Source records
---

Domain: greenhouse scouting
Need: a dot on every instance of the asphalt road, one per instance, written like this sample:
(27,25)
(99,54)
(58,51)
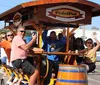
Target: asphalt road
(93,78)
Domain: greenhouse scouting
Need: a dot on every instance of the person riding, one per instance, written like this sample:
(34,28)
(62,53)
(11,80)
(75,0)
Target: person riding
(90,53)
(19,53)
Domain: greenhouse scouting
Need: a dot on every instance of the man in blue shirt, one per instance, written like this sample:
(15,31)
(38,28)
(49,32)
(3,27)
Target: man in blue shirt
(51,43)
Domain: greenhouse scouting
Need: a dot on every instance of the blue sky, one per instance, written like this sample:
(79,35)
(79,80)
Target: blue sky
(7,4)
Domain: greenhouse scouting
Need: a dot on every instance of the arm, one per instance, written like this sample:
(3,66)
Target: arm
(98,43)
(44,35)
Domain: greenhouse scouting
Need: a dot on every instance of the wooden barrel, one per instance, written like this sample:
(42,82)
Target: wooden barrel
(72,75)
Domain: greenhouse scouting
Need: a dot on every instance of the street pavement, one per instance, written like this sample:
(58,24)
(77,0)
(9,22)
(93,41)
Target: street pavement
(93,78)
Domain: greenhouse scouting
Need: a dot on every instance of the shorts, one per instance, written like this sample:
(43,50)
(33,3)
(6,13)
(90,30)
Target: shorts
(4,60)
(24,65)
(91,66)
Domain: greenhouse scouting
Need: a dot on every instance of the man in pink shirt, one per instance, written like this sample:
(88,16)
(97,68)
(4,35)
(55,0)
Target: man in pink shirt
(19,54)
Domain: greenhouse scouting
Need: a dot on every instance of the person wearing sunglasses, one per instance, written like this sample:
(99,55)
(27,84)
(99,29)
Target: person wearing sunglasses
(90,53)
(19,53)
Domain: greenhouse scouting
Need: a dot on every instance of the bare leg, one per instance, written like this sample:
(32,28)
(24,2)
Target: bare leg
(19,81)
(33,77)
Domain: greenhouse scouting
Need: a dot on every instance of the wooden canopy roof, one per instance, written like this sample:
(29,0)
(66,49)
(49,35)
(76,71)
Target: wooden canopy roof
(95,7)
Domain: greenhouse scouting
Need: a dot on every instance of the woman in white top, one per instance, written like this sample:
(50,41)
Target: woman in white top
(90,53)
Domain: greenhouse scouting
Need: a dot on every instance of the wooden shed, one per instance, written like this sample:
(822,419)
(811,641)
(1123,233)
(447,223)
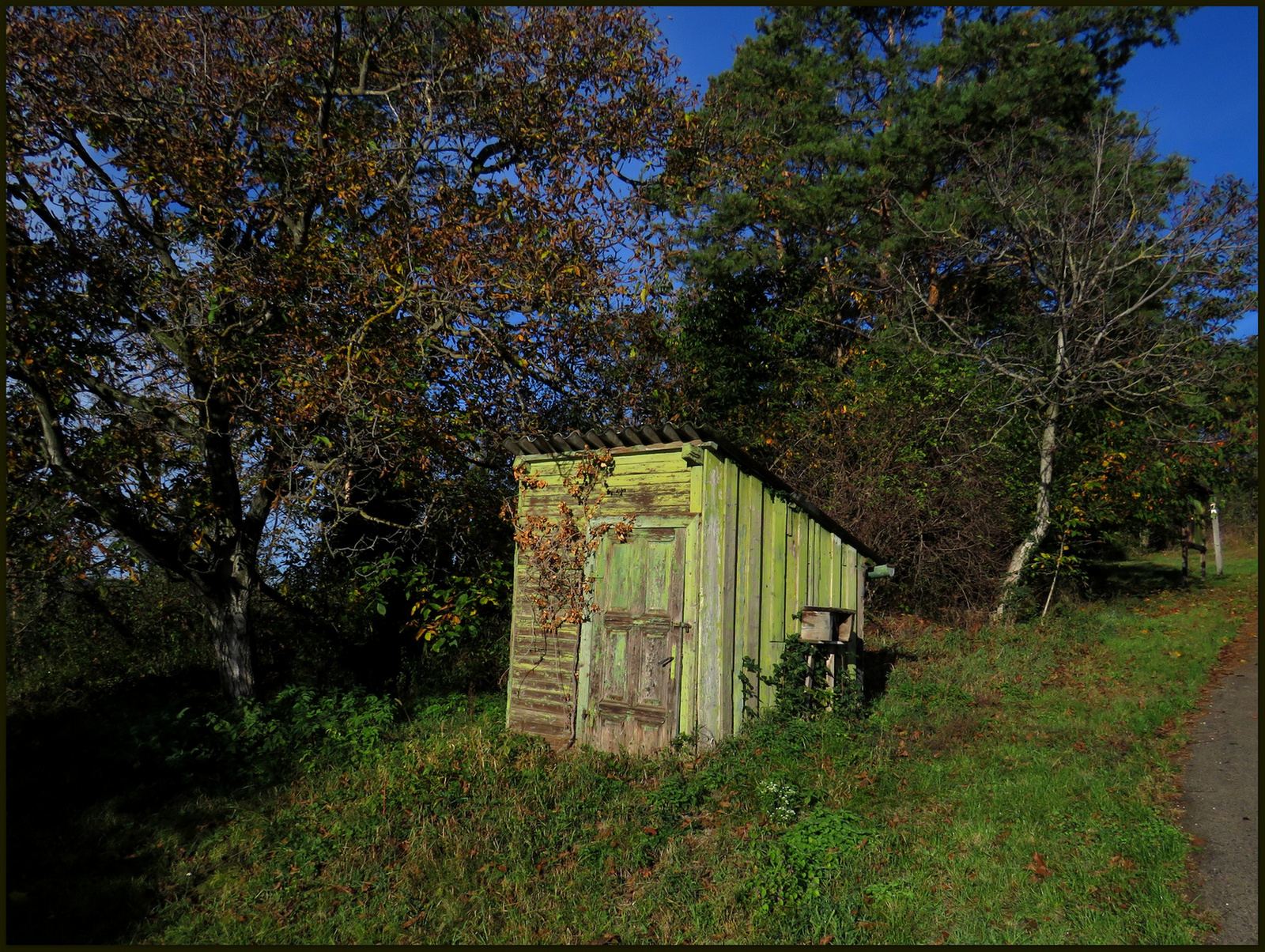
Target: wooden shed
(715,558)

---

● **WORK TO BE COMPLETED**
Write out the listing above exactly as it stands, pictures excluded.

● **REPLY**
Domain: greenhouse scouting
Need: a dot on every instance of the asphalt road, one per instance, written like this sample:
(27,25)
(99,54)
(58,51)
Target: asphalt road
(93,78)
Domain: greenhouse scouting
Need: a dot on every instance of the person riding, one per instance, written like this sample:
(34,28)
(62,53)
(11,80)
(75,0)
Target: person riding
(90,53)
(19,53)
Domain: greenhouse scouting
Need: a dot on every instance of the man in blue shirt, one per instance, written like this sample:
(15,31)
(38,28)
(49,32)
(3,27)
Target: man in blue shirt
(51,43)
Domain: greenhouse scouting
Need: a dot on every instance of the blue sky, one per instance, written like this sample:
(79,35)
(79,80)
Target: blue sky
(7,4)
Domain: greenhouse scouting
Need: a dot on every instance of the arm, one per instance, written like this sample:
(3,66)
Target: arm
(98,43)
(44,35)
Domain: greenhouse scouting
Need: a dot on every instance of the wooden barrel, one per instance, written like this sample:
(42,82)
Target: wooden barrel
(72,75)
Domain: greenhouse scouting
Need: a dot on every instance of the street pavement, one per instance, written like this sample:
(58,24)
(77,0)
(9,22)
(93,41)
Target: street pavement
(93,78)
Domain: greenhouse scouting
Need: a dot on every instance of the shorts, one per instance, written like this sample:
(43,50)
(33,3)
(6,13)
(90,30)
Target: shorts
(4,60)
(24,65)
(91,66)
Domain: greenhouse scouting
Need: a dot on every instance of the man in pink shirt, one per instance, written like this sample:
(88,16)
(97,68)
(4,35)
(55,0)
Target: man in pink shirt
(19,54)
Domain: greenhouse scouting
Need: a dot on every instance of the person wearing sunglasses, one per instance, written like this sample:
(99,55)
(27,84)
(99,29)
Target: person wearing sunglasses
(90,53)
(19,53)
Domain: greenhouse scouting
Need: a dot on every instance of the bare leg, one per instance, written like this sample:
(32,28)
(24,2)
Target: bare leg
(19,81)
(33,77)
Domain: greenhouse scouting
Need: a dot on every instance of the wooden canopy roof, one per instance, written like this sample:
(29,0)
(66,49)
(49,35)
(76,71)
Target: wooden canopy roof
(95,7)
Domain: greenhouse scouting
Need: a dot on every instance of the woman in white top, one per instance, written like this sample:
(50,41)
Target: woman in white top
(90,53)
Domain: greenhouse scouting
Need: a dot on every instance of the wooden shed, one per instance, written like this sample:
(822,419)
(811,641)
(1123,233)
(447,223)
Target: wooden shed
(715,558)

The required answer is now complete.